== Task details ==
Filter the records below, keeping each line that contains the string "sand", and copy those lines out. Case counts.

++++ Dataset records

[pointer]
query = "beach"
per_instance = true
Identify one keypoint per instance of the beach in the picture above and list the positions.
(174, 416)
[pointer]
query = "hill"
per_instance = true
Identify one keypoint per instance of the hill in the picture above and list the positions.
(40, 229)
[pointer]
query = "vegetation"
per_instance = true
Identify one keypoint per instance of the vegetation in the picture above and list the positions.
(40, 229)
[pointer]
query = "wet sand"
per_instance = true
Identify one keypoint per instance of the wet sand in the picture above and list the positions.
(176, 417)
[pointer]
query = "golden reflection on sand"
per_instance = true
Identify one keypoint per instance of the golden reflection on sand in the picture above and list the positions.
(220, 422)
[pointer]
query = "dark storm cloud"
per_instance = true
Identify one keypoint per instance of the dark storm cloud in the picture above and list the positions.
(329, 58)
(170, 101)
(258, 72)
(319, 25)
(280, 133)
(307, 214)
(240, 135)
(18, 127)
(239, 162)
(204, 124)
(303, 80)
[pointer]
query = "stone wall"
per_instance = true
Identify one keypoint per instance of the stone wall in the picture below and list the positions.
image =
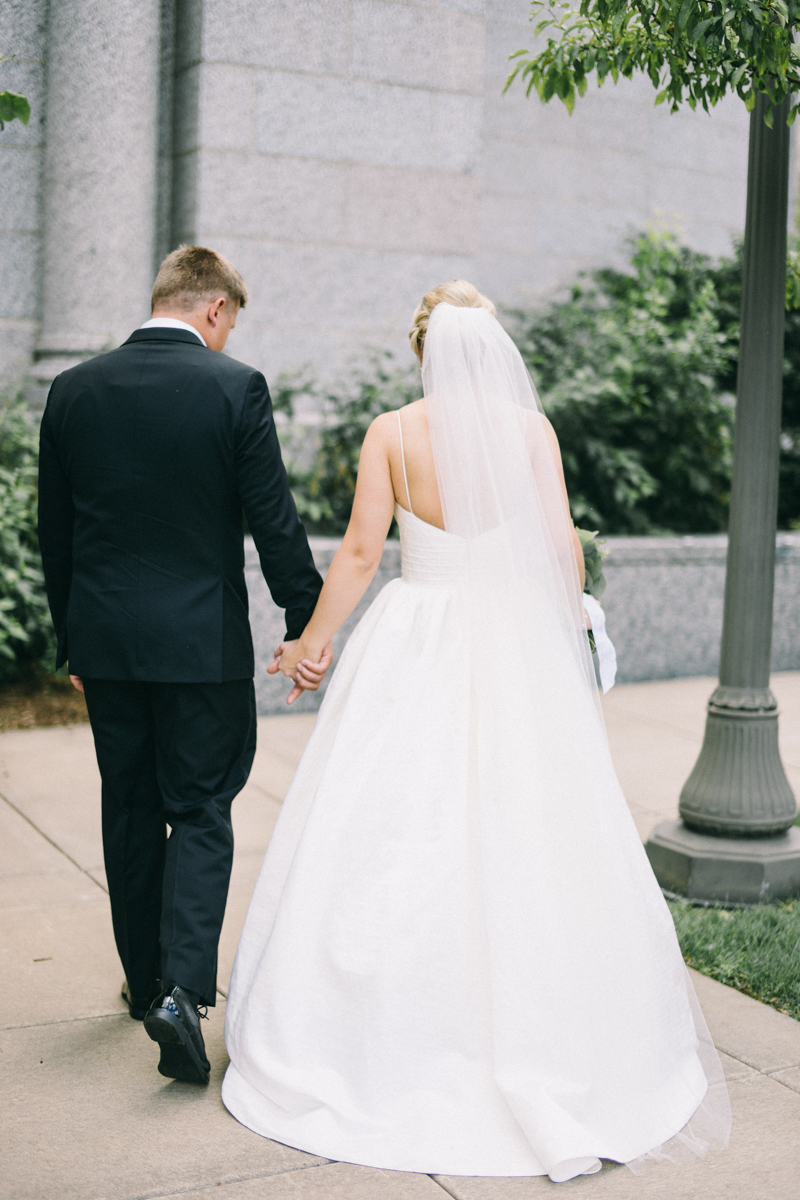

++++++++

== Result of this task ==
query = "wet sand"
Identify one keypoint per instance of the wet sand in the picture above and list the positions.
query = "golden reflection on sand"
Identify one keypoint per instance of the golden reflection on sand in the picture above and list the positions.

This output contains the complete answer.